■ Text ■
The Miami Herald: Jackson Gets Through July

The Miami Herald

By John Dorschner
jdorschner@MiamiHerald.com

The financially beleaguered Jackson Health System managed to limp through July, losing about $4 million in a month that leaders earlier this year worried would bring financial catastrophe.“We’re still in a very tight state,” Chief Executive Carlos Migoya said Wednesday. “But we’re focusing on improvements in the month ahead.”

The public health system — called a “colossal mess” by a Miami-Dade grand jury last year — lost $337 million the past two years and is down about $75.4 million so far this fiscal year, which ends Sept. 30. Jackson is the safety net hospital for the 650,000 uninsured in Miami-Dade County, for which it gets $350 million a year in sales and property tax revenue.

And though Migoya is touting the changes he’s making to cut costs, he also must focus on problems. Cash on hand is expected to fall to 9.8 days’ worth in August, a situation that will mean Jackson will delay paying some of its bills.

■ Dataset excerpts ■

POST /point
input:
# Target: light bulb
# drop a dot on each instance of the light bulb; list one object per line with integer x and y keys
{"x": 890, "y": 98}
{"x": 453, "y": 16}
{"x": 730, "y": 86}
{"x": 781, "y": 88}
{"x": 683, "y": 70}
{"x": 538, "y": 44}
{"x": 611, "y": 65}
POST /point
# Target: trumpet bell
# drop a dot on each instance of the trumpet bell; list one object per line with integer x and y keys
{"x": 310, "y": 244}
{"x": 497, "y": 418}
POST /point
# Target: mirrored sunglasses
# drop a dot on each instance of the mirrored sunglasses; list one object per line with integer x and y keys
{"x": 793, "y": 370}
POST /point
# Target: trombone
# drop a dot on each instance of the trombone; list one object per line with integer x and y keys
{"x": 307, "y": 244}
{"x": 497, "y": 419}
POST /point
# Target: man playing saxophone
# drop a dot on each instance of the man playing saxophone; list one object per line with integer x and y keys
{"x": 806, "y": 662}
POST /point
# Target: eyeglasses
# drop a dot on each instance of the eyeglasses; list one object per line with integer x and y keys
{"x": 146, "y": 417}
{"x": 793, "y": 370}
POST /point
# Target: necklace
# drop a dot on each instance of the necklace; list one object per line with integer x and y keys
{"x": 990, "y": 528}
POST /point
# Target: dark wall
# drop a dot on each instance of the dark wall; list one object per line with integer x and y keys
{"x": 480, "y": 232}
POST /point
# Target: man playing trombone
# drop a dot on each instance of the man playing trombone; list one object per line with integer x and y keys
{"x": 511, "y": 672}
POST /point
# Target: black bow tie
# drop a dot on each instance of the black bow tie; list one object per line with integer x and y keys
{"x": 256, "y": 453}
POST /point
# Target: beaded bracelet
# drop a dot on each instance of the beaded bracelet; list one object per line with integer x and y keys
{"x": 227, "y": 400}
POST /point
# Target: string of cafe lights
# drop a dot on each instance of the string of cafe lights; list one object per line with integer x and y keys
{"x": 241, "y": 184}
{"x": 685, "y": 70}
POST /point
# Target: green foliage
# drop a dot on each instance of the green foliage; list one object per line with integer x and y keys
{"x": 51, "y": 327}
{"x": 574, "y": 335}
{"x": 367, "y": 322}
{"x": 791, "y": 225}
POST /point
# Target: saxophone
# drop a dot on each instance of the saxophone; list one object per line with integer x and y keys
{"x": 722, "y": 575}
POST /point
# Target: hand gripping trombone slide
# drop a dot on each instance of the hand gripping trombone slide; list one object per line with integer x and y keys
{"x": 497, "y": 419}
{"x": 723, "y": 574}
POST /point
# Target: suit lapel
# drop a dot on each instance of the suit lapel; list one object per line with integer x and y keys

■ Prompt 1 ■
In the Jackson Health System article, please rewrite the passage from "The public health" to "of its bills.", changing "grand jury" to "panel".
■ Prompt 2 ■
Translate this sentence from the Jackson Health System article into Spanish: "Jackson is the safety net hospital for the 650,000 uninsured in Miami-Dade County, for which it gets $350 million a year in sales and property tax revenue."
■ Prompt 3 ■
According to the Jackson Health System article, how many days' worth of cash on hand is Jackson expected to have in August?

■ Exercise answer 1 ■
The public health system — called a “colossal mess” by a Miami-Dade panel last year — lost $337 million the past two years and is down about $75.4 million so far this fiscal year, which ends Sept. 30. Jackson is the safety net hospital for the 650,000 uninsured in Miami-Dade County, for which it gets $350 million a year in sales and property tax revenue.

And though Migoya is touting the changes he’s making to cut costs, he also must focus on problems. Cash on hand is expected to fall to 9.8 days’ worth in August, a situation that will mean Jackson will delay paying some of its bills.

■ Exercise answer 2 ■
Jackson es el hospital de red de seguridad para las 650.000 personas sin seguro médico del condado de Miami-Dade, por lo cual recibe 350 millones de dólares al año en ingresos por impuestos sobre las ventas y la propiedad.

■ Exercise answer 3 ■
9.8 days' worth.